TO DO >> For the entries below, the result should be an exact transcription of the lines from the one with "Target = gravel ground" up to and including the one with "Target = blue shirt worker in background", and only those.

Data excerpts
--

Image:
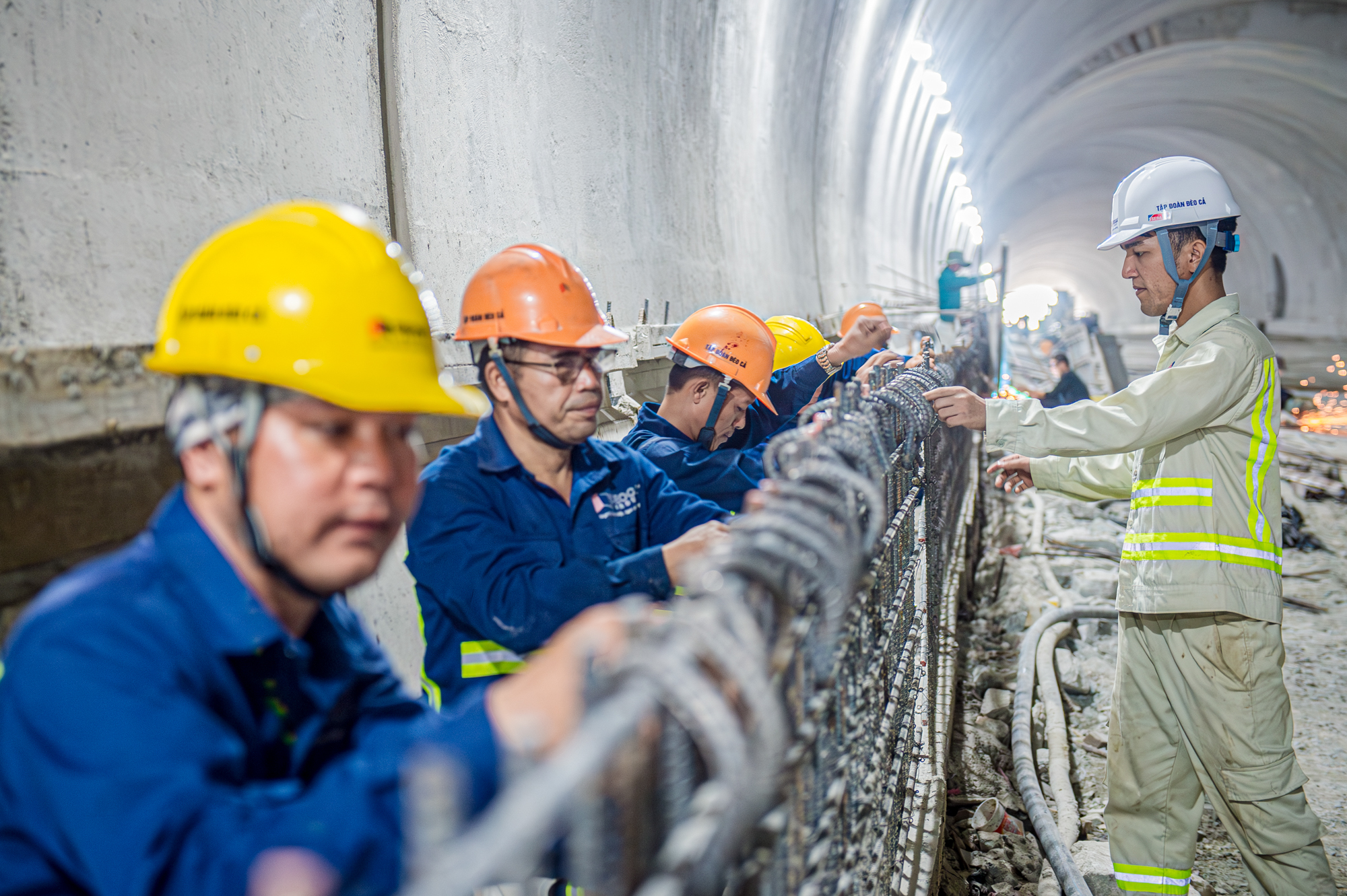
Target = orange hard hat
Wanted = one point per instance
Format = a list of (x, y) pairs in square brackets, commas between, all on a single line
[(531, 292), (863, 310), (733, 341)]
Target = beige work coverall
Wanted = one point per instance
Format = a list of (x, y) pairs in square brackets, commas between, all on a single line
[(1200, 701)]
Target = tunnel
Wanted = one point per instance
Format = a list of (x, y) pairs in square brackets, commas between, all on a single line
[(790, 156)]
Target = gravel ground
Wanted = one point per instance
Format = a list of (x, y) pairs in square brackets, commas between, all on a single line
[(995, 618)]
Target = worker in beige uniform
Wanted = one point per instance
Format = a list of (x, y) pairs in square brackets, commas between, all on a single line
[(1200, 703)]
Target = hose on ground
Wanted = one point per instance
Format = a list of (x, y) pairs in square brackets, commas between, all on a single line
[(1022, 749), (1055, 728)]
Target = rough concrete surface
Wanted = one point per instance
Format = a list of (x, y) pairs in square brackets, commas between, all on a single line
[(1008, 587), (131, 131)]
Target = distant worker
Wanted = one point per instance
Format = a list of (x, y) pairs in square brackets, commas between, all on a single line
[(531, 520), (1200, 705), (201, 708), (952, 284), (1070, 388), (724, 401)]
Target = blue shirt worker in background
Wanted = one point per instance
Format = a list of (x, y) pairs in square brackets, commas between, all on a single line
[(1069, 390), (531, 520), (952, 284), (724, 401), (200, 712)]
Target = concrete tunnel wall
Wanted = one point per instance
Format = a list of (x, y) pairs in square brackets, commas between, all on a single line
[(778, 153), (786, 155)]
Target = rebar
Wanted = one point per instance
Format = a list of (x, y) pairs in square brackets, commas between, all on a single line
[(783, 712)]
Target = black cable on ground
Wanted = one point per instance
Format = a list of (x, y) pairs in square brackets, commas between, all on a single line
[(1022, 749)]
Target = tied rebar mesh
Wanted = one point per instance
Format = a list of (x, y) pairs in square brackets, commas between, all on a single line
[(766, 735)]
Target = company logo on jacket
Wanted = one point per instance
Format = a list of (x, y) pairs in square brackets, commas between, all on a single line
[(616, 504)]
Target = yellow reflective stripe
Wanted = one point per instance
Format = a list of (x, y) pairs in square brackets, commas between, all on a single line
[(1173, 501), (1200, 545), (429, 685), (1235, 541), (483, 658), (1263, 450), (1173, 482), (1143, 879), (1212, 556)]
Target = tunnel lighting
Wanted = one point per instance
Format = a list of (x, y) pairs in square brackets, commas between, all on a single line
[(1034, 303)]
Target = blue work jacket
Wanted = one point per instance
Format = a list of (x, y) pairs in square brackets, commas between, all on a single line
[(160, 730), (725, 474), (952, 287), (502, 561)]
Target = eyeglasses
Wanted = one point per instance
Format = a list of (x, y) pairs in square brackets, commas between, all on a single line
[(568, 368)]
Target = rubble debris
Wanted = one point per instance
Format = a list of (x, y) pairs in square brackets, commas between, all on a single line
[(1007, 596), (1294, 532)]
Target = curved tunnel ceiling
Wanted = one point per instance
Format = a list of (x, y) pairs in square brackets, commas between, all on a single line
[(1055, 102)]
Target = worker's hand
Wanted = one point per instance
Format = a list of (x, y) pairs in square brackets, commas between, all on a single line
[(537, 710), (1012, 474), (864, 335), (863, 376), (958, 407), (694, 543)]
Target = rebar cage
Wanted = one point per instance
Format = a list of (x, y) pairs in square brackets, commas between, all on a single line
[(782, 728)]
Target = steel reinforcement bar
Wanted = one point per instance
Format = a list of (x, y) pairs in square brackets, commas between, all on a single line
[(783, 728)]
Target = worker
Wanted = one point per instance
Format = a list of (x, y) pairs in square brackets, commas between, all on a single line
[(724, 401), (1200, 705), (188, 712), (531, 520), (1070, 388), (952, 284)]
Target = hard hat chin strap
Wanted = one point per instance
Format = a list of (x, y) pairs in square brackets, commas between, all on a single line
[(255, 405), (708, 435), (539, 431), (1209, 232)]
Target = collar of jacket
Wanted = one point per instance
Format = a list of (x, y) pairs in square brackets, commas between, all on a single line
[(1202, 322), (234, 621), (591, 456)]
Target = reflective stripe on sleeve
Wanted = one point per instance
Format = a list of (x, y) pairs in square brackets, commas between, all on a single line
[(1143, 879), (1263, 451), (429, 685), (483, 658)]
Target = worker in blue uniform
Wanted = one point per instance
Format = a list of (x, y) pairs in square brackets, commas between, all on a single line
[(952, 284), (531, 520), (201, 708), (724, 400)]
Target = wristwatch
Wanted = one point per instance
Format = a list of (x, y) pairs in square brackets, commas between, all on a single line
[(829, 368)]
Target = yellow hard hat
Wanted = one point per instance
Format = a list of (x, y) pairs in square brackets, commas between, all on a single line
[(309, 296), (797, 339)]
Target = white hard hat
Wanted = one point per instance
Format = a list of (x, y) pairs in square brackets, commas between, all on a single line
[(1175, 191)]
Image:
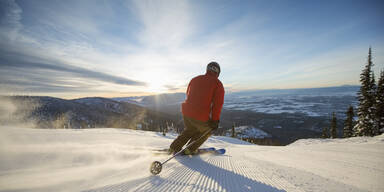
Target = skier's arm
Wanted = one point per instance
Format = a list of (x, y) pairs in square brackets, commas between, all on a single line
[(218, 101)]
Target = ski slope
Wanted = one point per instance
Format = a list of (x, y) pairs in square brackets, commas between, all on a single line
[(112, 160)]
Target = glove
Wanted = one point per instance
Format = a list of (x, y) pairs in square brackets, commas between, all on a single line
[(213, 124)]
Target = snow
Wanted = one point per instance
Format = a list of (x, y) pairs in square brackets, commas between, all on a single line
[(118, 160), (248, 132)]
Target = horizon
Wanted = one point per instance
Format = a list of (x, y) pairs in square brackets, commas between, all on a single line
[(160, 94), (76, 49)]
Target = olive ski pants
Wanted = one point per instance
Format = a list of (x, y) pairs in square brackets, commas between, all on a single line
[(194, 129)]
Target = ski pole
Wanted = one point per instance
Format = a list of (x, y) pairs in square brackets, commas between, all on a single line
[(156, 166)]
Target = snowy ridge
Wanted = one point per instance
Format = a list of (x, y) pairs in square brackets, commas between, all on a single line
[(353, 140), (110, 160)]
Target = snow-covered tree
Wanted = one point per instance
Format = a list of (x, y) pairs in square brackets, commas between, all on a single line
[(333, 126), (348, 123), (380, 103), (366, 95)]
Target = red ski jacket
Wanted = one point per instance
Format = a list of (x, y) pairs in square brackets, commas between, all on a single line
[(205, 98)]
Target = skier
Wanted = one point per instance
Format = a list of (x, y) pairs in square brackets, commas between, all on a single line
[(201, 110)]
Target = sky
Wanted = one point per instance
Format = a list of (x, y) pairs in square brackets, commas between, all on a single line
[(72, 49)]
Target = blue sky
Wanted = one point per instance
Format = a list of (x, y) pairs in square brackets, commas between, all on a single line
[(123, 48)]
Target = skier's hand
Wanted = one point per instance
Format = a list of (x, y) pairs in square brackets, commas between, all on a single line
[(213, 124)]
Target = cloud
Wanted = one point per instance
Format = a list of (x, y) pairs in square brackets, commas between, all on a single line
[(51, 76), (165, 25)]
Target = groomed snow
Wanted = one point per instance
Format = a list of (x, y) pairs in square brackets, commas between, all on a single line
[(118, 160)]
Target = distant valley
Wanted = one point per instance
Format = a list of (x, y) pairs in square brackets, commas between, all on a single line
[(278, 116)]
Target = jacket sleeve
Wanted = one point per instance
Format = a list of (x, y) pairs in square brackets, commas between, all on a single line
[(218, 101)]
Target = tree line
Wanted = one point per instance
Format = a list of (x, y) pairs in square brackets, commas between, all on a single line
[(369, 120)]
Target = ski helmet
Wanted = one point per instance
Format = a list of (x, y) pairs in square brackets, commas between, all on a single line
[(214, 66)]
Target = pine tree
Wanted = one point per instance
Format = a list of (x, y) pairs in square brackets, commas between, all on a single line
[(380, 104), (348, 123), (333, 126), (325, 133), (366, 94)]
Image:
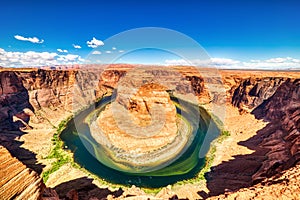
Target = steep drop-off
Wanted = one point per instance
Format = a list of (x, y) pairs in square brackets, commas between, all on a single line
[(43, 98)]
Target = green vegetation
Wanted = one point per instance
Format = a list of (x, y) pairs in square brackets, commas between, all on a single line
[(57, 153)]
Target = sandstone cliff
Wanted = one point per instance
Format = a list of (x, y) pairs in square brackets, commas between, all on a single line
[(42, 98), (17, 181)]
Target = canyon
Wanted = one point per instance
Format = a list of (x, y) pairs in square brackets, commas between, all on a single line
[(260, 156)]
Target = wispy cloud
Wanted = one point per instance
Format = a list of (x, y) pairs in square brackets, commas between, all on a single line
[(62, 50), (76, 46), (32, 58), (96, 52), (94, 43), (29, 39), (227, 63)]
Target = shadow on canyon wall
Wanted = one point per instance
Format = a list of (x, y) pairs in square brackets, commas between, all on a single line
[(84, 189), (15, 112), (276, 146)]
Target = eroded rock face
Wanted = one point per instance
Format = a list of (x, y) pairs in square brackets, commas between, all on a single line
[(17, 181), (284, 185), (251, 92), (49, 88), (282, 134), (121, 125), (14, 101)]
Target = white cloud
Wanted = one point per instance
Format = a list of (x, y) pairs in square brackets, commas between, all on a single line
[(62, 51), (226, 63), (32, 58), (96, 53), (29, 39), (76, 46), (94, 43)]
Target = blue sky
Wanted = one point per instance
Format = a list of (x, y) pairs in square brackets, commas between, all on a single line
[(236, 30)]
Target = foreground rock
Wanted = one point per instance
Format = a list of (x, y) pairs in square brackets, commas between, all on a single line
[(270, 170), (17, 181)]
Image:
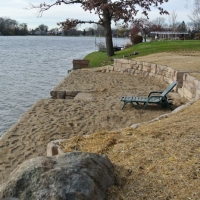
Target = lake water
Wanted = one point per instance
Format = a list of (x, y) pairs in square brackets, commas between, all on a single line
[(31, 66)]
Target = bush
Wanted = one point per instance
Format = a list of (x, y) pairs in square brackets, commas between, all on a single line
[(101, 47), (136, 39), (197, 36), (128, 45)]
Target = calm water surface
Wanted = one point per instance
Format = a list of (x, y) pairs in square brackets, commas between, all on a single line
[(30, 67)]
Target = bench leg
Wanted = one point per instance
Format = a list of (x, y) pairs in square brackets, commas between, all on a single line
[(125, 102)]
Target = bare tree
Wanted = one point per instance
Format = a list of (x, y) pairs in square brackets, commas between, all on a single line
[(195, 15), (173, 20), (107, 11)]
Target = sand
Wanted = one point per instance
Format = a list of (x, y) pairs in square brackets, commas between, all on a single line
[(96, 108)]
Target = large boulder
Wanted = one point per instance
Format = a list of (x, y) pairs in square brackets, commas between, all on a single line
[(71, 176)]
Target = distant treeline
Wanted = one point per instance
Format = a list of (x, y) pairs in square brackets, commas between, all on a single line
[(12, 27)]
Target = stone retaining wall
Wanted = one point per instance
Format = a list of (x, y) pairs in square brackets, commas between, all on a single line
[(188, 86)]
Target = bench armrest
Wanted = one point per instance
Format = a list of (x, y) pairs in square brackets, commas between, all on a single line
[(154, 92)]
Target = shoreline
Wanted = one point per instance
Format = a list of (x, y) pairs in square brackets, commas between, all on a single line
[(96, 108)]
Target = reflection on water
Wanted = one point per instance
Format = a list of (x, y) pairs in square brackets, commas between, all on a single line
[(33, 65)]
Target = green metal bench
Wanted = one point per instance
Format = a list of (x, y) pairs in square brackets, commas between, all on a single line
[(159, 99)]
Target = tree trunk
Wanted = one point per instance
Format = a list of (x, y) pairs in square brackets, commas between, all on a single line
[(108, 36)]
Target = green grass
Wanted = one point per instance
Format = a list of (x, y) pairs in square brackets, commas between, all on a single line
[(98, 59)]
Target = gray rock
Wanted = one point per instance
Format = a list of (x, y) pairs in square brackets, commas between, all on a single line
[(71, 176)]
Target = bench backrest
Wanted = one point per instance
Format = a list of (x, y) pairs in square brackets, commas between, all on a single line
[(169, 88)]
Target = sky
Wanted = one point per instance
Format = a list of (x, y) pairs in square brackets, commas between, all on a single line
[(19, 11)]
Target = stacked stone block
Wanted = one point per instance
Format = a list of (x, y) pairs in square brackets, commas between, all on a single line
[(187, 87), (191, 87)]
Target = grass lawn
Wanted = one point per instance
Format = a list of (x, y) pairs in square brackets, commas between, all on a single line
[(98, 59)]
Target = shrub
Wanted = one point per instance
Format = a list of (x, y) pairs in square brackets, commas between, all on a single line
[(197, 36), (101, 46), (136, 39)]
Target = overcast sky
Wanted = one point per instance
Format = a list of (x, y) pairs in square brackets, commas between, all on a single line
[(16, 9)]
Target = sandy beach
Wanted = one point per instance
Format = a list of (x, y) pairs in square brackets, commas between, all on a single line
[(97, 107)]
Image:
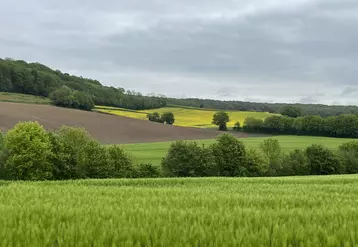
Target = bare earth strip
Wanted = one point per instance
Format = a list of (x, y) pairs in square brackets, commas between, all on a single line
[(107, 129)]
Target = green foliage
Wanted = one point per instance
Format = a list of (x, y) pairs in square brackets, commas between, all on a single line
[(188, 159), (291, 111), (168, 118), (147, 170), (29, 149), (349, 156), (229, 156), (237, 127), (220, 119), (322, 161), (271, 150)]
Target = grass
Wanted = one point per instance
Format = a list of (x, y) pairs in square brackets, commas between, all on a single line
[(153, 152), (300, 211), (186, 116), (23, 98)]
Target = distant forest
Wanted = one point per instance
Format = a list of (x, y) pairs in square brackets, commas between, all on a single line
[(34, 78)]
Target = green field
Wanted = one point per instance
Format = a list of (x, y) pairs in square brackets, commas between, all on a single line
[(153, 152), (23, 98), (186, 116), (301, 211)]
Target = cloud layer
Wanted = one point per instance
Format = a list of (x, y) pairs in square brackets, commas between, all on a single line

--

FINAL ANSWER >>
Target = gravel ground
Wanted = one point per instance
Format = a list of (x, y) pairs in square brackets, commas between, all on a single line
[(995, 618)]
Target = worker in beige uniform
Wanted = one point per instance
Format = a list of (x, y) pairs in square brackets, commas between, all on a single line
[(1200, 703)]
Target = hose on ground
Wanted = one point per instance
Format = a list of (x, y) pairs in square brackets, commas between, all on a single line
[(1022, 749), (1055, 728)]
Target = rough concrete surface
Wanted = one point per instance
Format = a list of (x, y) pairs in square brackets, commas between, all on a single line
[(1008, 587), (131, 131)]
Target = distant worker
Wanted = one point per instance
Format = a list of (x, y) pairs in square brackets, commas between, all on a single line
[(531, 520), (1200, 705), (201, 708), (952, 284), (1070, 388), (724, 401)]
Target = blue shirt worker in background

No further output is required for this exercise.